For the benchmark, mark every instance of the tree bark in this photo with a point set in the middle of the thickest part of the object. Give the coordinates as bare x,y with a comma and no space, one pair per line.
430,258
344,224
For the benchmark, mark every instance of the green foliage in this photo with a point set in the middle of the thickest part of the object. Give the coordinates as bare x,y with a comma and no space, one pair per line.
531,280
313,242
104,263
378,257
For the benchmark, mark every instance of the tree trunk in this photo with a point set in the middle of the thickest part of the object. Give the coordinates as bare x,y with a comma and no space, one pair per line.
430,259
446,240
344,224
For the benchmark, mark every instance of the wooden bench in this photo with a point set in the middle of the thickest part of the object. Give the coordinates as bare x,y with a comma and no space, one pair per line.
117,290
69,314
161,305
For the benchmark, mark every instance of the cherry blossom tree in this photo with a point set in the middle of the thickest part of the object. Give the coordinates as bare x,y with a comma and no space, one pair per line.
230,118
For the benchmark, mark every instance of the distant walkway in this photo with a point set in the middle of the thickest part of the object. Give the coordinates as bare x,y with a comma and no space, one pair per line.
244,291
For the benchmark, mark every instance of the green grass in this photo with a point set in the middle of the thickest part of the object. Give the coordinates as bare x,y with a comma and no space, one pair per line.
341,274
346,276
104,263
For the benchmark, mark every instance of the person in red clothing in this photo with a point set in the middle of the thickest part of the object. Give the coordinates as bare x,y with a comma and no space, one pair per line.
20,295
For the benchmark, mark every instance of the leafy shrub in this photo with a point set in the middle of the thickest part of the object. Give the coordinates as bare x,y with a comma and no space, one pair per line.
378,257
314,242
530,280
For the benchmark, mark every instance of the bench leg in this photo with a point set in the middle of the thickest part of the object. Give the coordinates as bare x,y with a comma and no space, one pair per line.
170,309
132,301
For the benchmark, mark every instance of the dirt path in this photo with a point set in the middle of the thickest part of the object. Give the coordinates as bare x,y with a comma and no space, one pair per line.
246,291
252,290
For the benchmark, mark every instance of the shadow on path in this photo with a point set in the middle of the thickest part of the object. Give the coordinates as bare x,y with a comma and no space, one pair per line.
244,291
━━━━━━━━━━
__The exercise__
Retype the entries exactly, including every line.

__Solution__
For the benchmark, mark every instance of the tree bark in this photo with a point set in the middle of the thickest part of the object. Give the coordinates as bare x,y with a comma and no space, one pair per line.
430,258
344,224
For the benchmark, mark every instance of the green foliage in this photo with a point set in the middle of the thickest part of the object. Give the coordinates as bare x,y with a comma and no space, one pair per line.
531,280
313,242
104,263
378,257
For the benchmark, mark every instance of the tree trunk in this photo with a point set in the middle of the thickest part of the object. Give the coordinates as bare x,y with a comma and no space, one pair per line.
430,259
446,240
344,224
For the benchmark, mark every instance of the wooden bench in this photo with a point set in the middle of the thickest part of the object. Give the coordinates as bare x,y with a comma and no space, one pair per line.
117,290
69,314
161,305
For the benchmark, mark every instance of the cherry blossom tree in this photo with a point set in the middle of the thickest part of the object. Give the coordinates as bare x,y with a comma and no space, one pair per line.
230,118
For the benchmark, mark every instance of the distant walkway in this photo with a point set in the middle of the thickest part of the object. Give the coordinates as bare x,y with a comma and no space, one pair per line.
244,291
For the benchmark, mark every instance of the green grass in this photo with a point set in the middle of the thickest part of the object. Give the coordinates as bare x,y with a comma and no space, one pair per line.
341,274
346,276
104,263
For the benchmark, mark every instance of the person in red clothing in this photo with a point set in the middle of the thickest part of the object. Give the coordinates as bare x,y with a comma and no space, one pair per line.
20,295
For the benchmark, mark every instance of the leafy shrub in this photo with a point set in the middle of the thickest part of the object. Give the coordinates as bare x,y with a comma and no space, one pair per line.
378,257
314,242
530,280
For the benchmark, mark every instance of the bench leg in this photo with a point set in the middle of the thickest part of the object. Give the coordinates as bare x,y with a comma and no space, one pair per line.
170,309
132,301
For the benchmark, mark every instance of the dirt path in this photo with a point set in the middle of the thickest part of the object. Give the coordinates as bare x,y with a comma and no space, one pair per line.
246,291
252,290
For the benchmark, mark every instance of the shadow on path in this photo with a point set in the middle of the thickest part of the object. Give the coordinates as bare x,y with a comma and no space, one pair per line.
244,291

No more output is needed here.